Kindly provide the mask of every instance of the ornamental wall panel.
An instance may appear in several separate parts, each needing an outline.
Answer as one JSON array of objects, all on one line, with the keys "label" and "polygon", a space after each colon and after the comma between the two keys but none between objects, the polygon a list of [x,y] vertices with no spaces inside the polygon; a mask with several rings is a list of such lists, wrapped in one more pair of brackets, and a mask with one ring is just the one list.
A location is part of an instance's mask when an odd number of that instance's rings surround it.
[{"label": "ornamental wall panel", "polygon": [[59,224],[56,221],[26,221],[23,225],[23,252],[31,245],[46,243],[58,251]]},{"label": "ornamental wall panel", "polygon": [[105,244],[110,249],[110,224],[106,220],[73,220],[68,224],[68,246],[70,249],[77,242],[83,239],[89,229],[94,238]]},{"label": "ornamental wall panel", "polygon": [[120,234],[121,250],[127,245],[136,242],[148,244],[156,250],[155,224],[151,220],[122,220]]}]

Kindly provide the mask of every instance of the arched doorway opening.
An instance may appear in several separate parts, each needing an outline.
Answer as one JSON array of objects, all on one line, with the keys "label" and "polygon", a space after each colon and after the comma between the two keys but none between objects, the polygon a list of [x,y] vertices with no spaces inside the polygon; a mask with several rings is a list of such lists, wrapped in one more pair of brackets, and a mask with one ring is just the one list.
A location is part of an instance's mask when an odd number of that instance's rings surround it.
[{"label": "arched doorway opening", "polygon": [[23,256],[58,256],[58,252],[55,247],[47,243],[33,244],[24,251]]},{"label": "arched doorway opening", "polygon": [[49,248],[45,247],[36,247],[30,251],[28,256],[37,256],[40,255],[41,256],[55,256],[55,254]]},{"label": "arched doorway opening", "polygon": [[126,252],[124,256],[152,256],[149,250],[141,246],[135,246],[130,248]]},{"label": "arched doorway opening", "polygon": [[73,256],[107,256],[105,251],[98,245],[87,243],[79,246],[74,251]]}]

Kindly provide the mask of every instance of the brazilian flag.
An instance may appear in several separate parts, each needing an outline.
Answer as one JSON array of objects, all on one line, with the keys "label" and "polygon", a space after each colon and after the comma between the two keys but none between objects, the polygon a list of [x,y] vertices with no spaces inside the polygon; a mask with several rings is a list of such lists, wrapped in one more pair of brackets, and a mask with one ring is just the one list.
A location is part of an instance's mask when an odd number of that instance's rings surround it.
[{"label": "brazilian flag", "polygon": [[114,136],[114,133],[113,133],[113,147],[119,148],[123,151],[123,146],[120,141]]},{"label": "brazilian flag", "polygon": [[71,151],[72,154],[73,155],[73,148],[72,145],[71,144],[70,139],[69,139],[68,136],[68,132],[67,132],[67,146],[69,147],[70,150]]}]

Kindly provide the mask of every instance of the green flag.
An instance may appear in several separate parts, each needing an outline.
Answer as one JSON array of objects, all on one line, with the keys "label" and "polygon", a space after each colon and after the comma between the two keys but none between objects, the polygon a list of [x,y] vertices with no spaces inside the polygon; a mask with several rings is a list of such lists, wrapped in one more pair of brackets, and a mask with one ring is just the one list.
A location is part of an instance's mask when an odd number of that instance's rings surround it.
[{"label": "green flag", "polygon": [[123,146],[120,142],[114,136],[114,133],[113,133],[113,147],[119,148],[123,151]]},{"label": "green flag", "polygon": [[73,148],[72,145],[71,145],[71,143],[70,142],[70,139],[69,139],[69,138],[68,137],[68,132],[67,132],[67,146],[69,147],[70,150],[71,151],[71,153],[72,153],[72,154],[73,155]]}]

•••

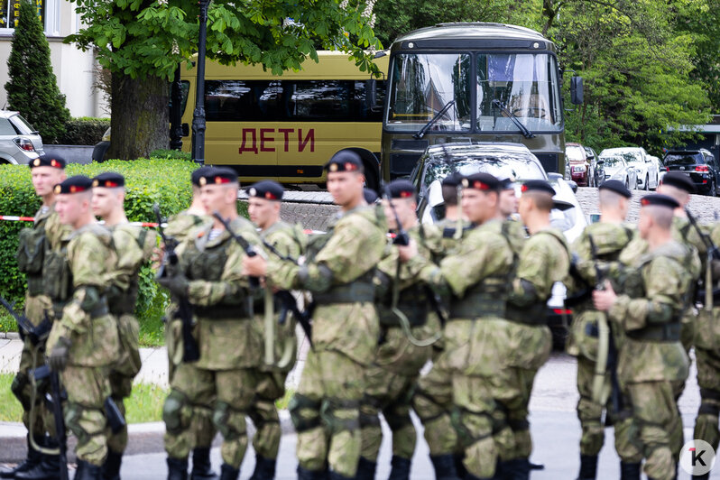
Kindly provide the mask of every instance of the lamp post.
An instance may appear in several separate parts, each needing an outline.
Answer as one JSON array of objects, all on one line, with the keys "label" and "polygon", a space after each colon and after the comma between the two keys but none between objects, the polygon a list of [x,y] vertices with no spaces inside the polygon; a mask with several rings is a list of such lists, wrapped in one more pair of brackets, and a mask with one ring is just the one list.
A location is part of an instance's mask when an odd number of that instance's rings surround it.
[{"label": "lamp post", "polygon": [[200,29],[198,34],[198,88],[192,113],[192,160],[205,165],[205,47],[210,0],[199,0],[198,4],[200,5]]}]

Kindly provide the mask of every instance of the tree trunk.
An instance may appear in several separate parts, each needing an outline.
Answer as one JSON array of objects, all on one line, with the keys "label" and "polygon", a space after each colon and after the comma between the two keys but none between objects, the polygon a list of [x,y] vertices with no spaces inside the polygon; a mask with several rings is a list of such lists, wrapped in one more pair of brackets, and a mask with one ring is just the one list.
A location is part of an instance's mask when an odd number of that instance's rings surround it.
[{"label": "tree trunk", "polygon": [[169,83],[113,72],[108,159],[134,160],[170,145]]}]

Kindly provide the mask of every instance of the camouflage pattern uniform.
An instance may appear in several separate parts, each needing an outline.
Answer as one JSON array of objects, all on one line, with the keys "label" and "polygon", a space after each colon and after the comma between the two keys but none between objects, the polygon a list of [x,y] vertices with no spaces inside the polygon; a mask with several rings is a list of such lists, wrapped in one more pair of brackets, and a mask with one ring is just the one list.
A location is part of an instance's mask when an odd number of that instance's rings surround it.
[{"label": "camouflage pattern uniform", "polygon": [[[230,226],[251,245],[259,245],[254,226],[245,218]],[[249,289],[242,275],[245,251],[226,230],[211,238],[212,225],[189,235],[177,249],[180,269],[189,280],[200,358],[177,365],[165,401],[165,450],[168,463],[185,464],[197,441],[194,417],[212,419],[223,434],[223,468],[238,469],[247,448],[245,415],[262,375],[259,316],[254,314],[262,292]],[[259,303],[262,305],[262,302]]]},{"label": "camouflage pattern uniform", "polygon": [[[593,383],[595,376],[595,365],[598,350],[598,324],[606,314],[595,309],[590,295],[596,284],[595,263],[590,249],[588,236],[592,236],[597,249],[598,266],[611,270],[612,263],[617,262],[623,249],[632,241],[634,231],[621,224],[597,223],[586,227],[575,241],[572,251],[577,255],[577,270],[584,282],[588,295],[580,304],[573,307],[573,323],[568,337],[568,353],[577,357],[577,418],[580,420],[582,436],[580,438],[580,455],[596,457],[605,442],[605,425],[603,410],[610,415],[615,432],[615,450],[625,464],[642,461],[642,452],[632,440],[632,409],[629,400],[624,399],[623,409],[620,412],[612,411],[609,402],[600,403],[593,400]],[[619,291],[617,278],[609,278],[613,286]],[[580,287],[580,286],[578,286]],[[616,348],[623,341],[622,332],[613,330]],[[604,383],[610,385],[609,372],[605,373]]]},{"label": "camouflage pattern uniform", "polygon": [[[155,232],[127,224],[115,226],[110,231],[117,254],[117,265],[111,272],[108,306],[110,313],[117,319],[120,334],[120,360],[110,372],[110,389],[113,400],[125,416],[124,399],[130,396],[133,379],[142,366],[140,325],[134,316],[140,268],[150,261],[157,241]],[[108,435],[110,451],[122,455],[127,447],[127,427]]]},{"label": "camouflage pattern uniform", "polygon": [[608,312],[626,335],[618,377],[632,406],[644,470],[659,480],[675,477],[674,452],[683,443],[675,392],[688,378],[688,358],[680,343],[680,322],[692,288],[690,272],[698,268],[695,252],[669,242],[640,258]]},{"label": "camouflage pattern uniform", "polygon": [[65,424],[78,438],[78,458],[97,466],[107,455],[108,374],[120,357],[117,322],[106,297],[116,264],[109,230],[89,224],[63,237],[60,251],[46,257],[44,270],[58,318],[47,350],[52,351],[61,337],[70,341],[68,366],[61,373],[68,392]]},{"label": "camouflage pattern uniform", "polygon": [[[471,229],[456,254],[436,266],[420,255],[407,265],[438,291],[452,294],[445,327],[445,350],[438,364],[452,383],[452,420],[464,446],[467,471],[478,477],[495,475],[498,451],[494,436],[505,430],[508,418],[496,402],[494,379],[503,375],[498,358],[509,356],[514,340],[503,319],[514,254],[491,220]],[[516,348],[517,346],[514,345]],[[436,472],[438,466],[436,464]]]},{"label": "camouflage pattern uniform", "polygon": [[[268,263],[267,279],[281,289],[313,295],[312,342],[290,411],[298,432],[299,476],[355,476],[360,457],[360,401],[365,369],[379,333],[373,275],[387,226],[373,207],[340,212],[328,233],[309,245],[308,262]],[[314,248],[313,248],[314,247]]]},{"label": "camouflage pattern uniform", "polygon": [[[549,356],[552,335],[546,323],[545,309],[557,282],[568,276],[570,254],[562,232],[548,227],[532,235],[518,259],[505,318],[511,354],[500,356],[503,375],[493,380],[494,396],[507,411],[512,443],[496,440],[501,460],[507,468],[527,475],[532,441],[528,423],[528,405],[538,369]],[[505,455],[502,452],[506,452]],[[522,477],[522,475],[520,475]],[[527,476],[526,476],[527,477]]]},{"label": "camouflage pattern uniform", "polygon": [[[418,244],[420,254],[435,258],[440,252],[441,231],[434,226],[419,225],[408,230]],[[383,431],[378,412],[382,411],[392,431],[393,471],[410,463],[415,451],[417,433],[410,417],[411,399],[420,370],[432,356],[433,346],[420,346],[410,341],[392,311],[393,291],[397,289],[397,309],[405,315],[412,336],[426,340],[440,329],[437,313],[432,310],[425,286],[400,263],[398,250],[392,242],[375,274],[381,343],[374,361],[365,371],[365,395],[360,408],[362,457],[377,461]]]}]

•••

[Exercise directions]
Pick out each row above that contains the word "every" and copy it in full.

[Solution for this task]
Kindly provide the mask of every instance of the ornamental wall panel.
Kindly provide the mask of every instance of the arched doorway opening.
Kindly provide the mask of every instance of the brazilian flag.
Kindly provide the mask of every instance of the green flag.
Kindly provide the mask of every instance of the lamp post.
Kindly provide the mask of every instance of the tree trunk.
Kindly provide the mask of every instance of the camouflage pattern uniform.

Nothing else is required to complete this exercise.